WHAT YOU HAVE TO DO
Write out all of the data below word for word, but leave the pictures out.

ENTRIES SUPPLIED

——

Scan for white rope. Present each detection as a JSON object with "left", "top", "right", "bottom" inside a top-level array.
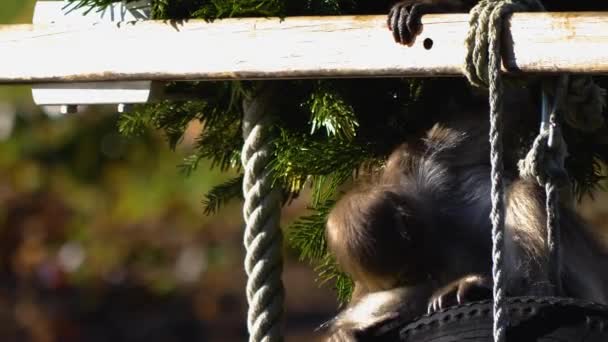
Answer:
[{"left": 241, "top": 85, "right": 284, "bottom": 342}]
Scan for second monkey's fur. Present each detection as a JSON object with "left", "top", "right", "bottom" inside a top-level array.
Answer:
[{"left": 327, "top": 110, "right": 608, "bottom": 341}]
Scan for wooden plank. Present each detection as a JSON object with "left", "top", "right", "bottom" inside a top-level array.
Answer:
[
  {"left": 0, "top": 13, "right": 608, "bottom": 83},
  {"left": 32, "top": 0, "right": 163, "bottom": 105}
]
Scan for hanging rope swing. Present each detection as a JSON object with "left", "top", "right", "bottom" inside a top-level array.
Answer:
[{"left": 363, "top": 0, "right": 608, "bottom": 342}]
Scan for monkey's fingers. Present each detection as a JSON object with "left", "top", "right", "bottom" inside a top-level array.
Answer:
[{"left": 388, "top": 2, "right": 414, "bottom": 44}]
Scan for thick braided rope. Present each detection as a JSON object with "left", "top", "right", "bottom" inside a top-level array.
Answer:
[
  {"left": 519, "top": 75, "right": 570, "bottom": 295},
  {"left": 464, "top": 0, "right": 540, "bottom": 342},
  {"left": 241, "top": 86, "right": 284, "bottom": 342}
]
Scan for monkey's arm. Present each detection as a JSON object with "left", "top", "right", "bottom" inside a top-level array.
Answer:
[
  {"left": 387, "top": 0, "right": 478, "bottom": 45},
  {"left": 323, "top": 283, "right": 433, "bottom": 342}
]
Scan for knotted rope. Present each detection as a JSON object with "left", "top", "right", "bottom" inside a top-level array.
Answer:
[
  {"left": 241, "top": 83, "right": 284, "bottom": 342},
  {"left": 464, "top": 0, "right": 542, "bottom": 342},
  {"left": 464, "top": 0, "right": 605, "bottom": 342},
  {"left": 518, "top": 75, "right": 570, "bottom": 294}
]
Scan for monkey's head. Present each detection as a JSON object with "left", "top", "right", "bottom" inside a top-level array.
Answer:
[{"left": 326, "top": 184, "right": 432, "bottom": 291}]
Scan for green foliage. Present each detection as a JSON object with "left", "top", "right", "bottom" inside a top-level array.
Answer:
[
  {"left": 73, "top": 0, "right": 608, "bottom": 300},
  {"left": 203, "top": 175, "right": 243, "bottom": 215}
]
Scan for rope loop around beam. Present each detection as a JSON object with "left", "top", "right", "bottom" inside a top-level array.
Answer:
[{"left": 463, "top": 0, "right": 542, "bottom": 342}]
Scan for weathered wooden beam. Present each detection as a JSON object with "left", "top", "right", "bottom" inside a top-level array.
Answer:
[{"left": 0, "top": 12, "right": 608, "bottom": 83}]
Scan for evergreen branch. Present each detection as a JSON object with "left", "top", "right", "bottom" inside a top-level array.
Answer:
[
  {"left": 307, "top": 82, "right": 359, "bottom": 141},
  {"left": 287, "top": 200, "right": 335, "bottom": 262},
  {"left": 63, "top": 0, "right": 121, "bottom": 15},
  {"left": 315, "top": 254, "right": 354, "bottom": 304},
  {"left": 203, "top": 175, "right": 243, "bottom": 215},
  {"left": 270, "top": 130, "right": 371, "bottom": 193},
  {"left": 196, "top": 114, "right": 243, "bottom": 171}
]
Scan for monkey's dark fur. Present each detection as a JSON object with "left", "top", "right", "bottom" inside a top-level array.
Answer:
[
  {"left": 327, "top": 114, "right": 608, "bottom": 341},
  {"left": 326, "top": 0, "right": 608, "bottom": 341}
]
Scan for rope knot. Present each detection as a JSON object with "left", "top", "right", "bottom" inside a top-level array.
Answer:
[
  {"left": 463, "top": 0, "right": 544, "bottom": 88},
  {"left": 517, "top": 125, "right": 569, "bottom": 186},
  {"left": 547, "top": 75, "right": 606, "bottom": 132}
]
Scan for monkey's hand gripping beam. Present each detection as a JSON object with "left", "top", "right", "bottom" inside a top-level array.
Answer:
[{"left": 0, "top": 13, "right": 608, "bottom": 84}]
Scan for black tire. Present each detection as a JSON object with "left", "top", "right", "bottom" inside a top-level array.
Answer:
[{"left": 360, "top": 297, "right": 608, "bottom": 342}]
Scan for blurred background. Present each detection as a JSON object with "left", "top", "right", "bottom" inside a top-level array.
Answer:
[
  {"left": 0, "top": 0, "right": 337, "bottom": 342},
  {"left": 0, "top": 0, "right": 608, "bottom": 342}
]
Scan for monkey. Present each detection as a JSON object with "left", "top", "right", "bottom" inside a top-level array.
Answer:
[
  {"left": 326, "top": 107, "right": 608, "bottom": 341},
  {"left": 387, "top": 0, "right": 608, "bottom": 45}
]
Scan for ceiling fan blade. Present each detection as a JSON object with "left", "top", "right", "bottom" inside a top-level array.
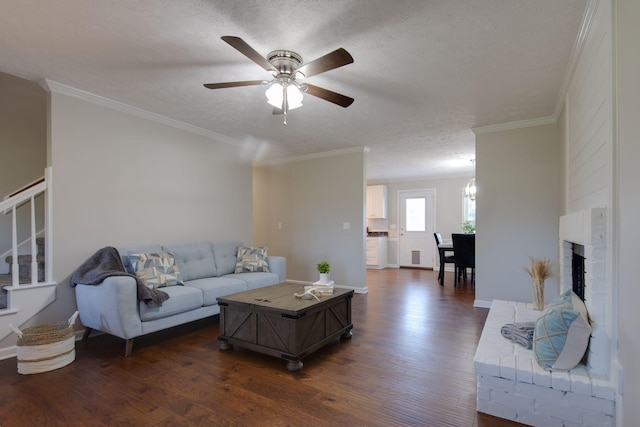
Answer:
[
  {"left": 305, "top": 83, "right": 354, "bottom": 108},
  {"left": 221, "top": 36, "right": 276, "bottom": 71},
  {"left": 298, "top": 48, "right": 353, "bottom": 77},
  {"left": 204, "top": 80, "right": 264, "bottom": 89}
]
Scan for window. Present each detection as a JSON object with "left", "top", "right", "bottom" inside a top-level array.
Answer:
[{"left": 405, "top": 197, "right": 427, "bottom": 231}]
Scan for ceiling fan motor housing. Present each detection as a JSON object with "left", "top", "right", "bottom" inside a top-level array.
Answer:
[{"left": 267, "top": 50, "right": 302, "bottom": 78}]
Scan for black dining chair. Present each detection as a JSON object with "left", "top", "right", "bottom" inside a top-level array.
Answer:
[
  {"left": 433, "top": 232, "right": 456, "bottom": 285},
  {"left": 451, "top": 234, "right": 476, "bottom": 286}
]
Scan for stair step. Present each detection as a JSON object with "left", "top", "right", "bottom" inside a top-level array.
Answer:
[{"left": 4, "top": 254, "right": 44, "bottom": 265}]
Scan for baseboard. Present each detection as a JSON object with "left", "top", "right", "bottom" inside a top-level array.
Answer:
[{"left": 473, "top": 299, "right": 492, "bottom": 308}]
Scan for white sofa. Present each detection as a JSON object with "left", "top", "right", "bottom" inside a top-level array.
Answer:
[{"left": 75, "top": 241, "right": 287, "bottom": 357}]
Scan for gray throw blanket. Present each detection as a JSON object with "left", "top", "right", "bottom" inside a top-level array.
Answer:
[
  {"left": 69, "top": 246, "right": 169, "bottom": 307},
  {"left": 500, "top": 322, "right": 536, "bottom": 349}
]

——

TASK RESULT
Scan for white rope. Present each detection as a JSON object with "left", "top", "right", "bottom" inside a top-level array.
Answer:
[{"left": 241, "top": 85, "right": 284, "bottom": 342}]
Scan for second monkey's fur. Present each detection as a JSON object with "left", "top", "right", "bottom" inside a top-level array.
Answer:
[{"left": 327, "top": 110, "right": 608, "bottom": 341}]
Scan for wooden plank. Present each detection as a JSON object with "left", "top", "right", "bottom" inside a top-level array.
Answer:
[
  {"left": 0, "top": 13, "right": 608, "bottom": 83},
  {"left": 32, "top": 0, "right": 163, "bottom": 105}
]
Scan for hanging rope swing. Present each detection as a JSON object with "left", "top", "right", "bottom" inside a top-level array.
Answer:
[{"left": 363, "top": 0, "right": 608, "bottom": 342}]
Scan for monkey's fingers. Present each detection as a JSON object with "left", "top", "right", "bottom" inside a top-level array.
Answer:
[{"left": 388, "top": 2, "right": 414, "bottom": 44}]
Scan for thick braided rope. Present each detection as a JSON object with "left", "top", "right", "bottom" inside a top-level array.
Answer:
[
  {"left": 519, "top": 75, "right": 570, "bottom": 295},
  {"left": 464, "top": 0, "right": 540, "bottom": 342},
  {"left": 241, "top": 86, "right": 284, "bottom": 342}
]
Scan for monkey's arm. Present each detection as a JSON object with "left", "top", "right", "bottom" inside a top-level array.
Answer:
[
  {"left": 387, "top": 0, "right": 478, "bottom": 45},
  {"left": 323, "top": 283, "right": 433, "bottom": 342}
]
Scan for knotted rope. Present each detection as a JSON object with "left", "top", "right", "bottom" inside a top-level array.
Answer:
[
  {"left": 241, "top": 83, "right": 284, "bottom": 342},
  {"left": 464, "top": 0, "right": 542, "bottom": 342},
  {"left": 464, "top": 0, "right": 605, "bottom": 342},
  {"left": 518, "top": 75, "right": 570, "bottom": 294}
]
Scan for monkey's head. Present each detection as a JSON object with "left", "top", "right", "bottom" inside a top-level array.
Answer:
[{"left": 326, "top": 184, "right": 432, "bottom": 291}]
Scan for green foliage. Present each detection as a JSON object with "left", "top", "right", "bottom" inside a top-level array.
Answer:
[
  {"left": 73, "top": 0, "right": 608, "bottom": 300},
  {"left": 203, "top": 175, "right": 243, "bottom": 215}
]
Scan for rope loop around beam. Present each detection as a JSON object with "left", "top", "right", "bottom" inside a top-level array.
Answer:
[{"left": 463, "top": 0, "right": 542, "bottom": 342}]
Scan for weathered wooden beam. Present each detection as a JSON object with "left", "top", "right", "bottom" inside a top-level array.
Answer:
[{"left": 0, "top": 12, "right": 608, "bottom": 83}]
Scan for evergreen branch. Present each detection as a JSON object with "left", "top", "right", "bottom" inside a top-level array.
Answer:
[
  {"left": 307, "top": 82, "right": 359, "bottom": 141},
  {"left": 287, "top": 200, "right": 335, "bottom": 262},
  {"left": 63, "top": 0, "right": 121, "bottom": 15},
  {"left": 315, "top": 254, "right": 354, "bottom": 304},
  {"left": 203, "top": 175, "right": 243, "bottom": 215},
  {"left": 270, "top": 130, "right": 371, "bottom": 193},
  {"left": 196, "top": 114, "right": 243, "bottom": 171}
]
Scan for monkey's dark fur. Present each detection as a JSON object with "left", "top", "right", "bottom" inside a top-level array.
Answer:
[
  {"left": 327, "top": 114, "right": 608, "bottom": 341},
  {"left": 326, "top": 0, "right": 608, "bottom": 341}
]
Scan for rope knot. Present each detection as a JSON object with "left", "top", "right", "bottom" inside a top-level array.
Answer:
[
  {"left": 463, "top": 0, "right": 544, "bottom": 88},
  {"left": 517, "top": 125, "right": 569, "bottom": 186},
  {"left": 547, "top": 75, "right": 606, "bottom": 132}
]
Scan for monkey's hand gripping beam. Present each detection as a JSON object with "left", "top", "right", "bottom" inside a top-level array.
Answer:
[{"left": 0, "top": 13, "right": 608, "bottom": 84}]
Scan for black tire. Present each detection as a JSON object with "left", "top", "right", "bottom" inside a top-level array.
Answer:
[{"left": 360, "top": 297, "right": 608, "bottom": 342}]
Scan for blurred background. Present each detection as a JSON object with "left", "top", "right", "bottom" inside a top-level array.
Answer:
[
  {"left": 0, "top": 0, "right": 337, "bottom": 342},
  {"left": 0, "top": 0, "right": 608, "bottom": 342}
]
Scan for monkey. Present each detection as a JSON object with "left", "top", "right", "bottom" inside a top-level array.
Answer:
[
  {"left": 326, "top": 107, "right": 608, "bottom": 341},
  {"left": 387, "top": 0, "right": 608, "bottom": 45}
]
Scan for ceiling fan blade. Present each detection as a JSON object with "left", "top", "right", "bottom" inside a top-level array.
Answer:
[
  {"left": 305, "top": 83, "right": 354, "bottom": 108},
  {"left": 221, "top": 36, "right": 276, "bottom": 71},
  {"left": 298, "top": 48, "right": 353, "bottom": 77},
  {"left": 204, "top": 80, "right": 264, "bottom": 89}
]
Scan for window. Present each detection as a JSON object with "left", "top", "right", "bottom" inside a top-level array.
Answer:
[{"left": 405, "top": 197, "right": 427, "bottom": 231}]
Scan for ceiling fan motor housing. Present each detection as a JSON object with "left", "top", "right", "bottom" inside a top-level array.
Answer:
[{"left": 267, "top": 50, "right": 302, "bottom": 78}]
Scan for black dining chair. Present each detection as a JSON object with "left", "top", "right", "bottom" inside a top-level array.
Answer:
[
  {"left": 433, "top": 232, "right": 456, "bottom": 285},
  {"left": 451, "top": 234, "right": 476, "bottom": 286}
]
Scan for stair step. Present each detection as a JSON object with "left", "top", "right", "bottom" inside a top-level array.
Answer:
[{"left": 4, "top": 254, "right": 44, "bottom": 265}]
Scan for baseboard. Present each detection as a JSON object with "left", "top", "right", "bottom" inside a top-level array.
Answer:
[{"left": 473, "top": 299, "right": 492, "bottom": 308}]
Scan for white sofa. Present each detection as a JSON object with "left", "top", "right", "bottom" inside a top-level array.
Answer:
[{"left": 75, "top": 241, "right": 287, "bottom": 357}]
Scan for gray throw blanket. Present each detection as a JSON object with "left", "top", "right", "bottom" inside a top-level array.
Answer:
[
  {"left": 69, "top": 246, "right": 169, "bottom": 307},
  {"left": 500, "top": 322, "right": 536, "bottom": 349}
]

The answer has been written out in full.